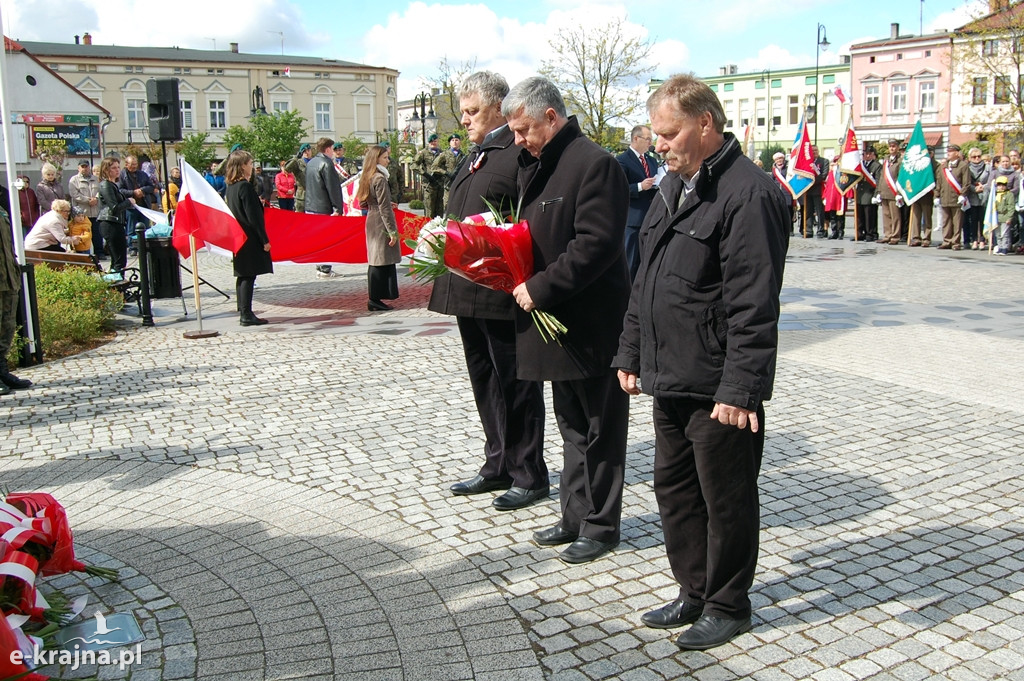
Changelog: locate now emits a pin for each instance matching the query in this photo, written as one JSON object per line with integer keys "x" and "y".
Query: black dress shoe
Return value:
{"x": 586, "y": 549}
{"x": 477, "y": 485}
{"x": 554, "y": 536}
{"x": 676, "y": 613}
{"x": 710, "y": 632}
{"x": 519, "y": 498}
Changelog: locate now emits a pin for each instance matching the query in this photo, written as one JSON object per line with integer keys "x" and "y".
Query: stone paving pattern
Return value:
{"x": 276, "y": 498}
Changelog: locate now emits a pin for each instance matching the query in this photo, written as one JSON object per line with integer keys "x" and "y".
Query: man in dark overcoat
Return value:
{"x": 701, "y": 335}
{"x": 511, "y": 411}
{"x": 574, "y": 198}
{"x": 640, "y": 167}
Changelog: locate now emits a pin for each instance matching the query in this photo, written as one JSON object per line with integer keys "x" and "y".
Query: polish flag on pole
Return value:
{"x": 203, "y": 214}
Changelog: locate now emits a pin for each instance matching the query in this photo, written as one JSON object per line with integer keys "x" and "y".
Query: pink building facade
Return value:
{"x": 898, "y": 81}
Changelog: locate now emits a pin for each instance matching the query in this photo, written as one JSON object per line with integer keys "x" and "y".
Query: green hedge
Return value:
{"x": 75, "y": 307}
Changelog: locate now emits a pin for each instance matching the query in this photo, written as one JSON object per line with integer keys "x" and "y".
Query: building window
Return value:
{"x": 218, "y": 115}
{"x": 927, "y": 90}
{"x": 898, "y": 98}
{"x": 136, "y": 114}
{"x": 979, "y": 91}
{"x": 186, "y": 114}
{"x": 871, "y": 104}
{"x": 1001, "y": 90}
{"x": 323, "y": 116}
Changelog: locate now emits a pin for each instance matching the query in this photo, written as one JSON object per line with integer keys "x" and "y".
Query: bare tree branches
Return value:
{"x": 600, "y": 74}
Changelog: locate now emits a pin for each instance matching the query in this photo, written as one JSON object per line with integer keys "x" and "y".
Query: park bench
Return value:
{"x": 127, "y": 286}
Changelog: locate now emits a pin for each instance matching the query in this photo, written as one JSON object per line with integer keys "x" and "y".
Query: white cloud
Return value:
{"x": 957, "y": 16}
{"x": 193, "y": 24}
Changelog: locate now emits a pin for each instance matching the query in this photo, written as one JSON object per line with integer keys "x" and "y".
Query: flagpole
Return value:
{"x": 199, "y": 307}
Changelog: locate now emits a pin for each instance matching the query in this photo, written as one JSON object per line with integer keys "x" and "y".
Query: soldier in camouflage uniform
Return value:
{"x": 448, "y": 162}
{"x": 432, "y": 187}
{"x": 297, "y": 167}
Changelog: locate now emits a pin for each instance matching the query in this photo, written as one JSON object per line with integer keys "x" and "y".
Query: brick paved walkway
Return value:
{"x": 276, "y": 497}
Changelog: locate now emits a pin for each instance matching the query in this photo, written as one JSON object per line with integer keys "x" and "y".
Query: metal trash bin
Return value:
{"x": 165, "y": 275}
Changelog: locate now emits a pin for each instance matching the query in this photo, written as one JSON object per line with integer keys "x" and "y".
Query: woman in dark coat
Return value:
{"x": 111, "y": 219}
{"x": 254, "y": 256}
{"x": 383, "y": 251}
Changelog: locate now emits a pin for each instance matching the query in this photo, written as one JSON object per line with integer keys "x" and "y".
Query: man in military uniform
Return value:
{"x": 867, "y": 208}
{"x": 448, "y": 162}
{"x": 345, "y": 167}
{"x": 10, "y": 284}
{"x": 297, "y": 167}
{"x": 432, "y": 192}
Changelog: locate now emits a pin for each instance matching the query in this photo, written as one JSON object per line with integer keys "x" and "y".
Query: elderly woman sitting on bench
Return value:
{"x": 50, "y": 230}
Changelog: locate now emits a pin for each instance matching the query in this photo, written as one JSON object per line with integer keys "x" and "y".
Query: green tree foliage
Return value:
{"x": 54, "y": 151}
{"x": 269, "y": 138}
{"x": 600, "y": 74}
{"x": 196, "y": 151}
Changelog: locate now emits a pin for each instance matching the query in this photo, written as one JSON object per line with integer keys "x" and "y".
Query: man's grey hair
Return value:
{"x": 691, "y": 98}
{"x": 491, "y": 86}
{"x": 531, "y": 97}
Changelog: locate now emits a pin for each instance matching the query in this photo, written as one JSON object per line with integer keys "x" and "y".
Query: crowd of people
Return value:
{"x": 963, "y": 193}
━━━
## SHORT EXERCISE
Report each line in the items above that contains the word "woman", treating uppercase and lowercase letters as different.

## PROBLEM SOLUTION
Query: woman in dark coat
Query: elderly woman sitting on bench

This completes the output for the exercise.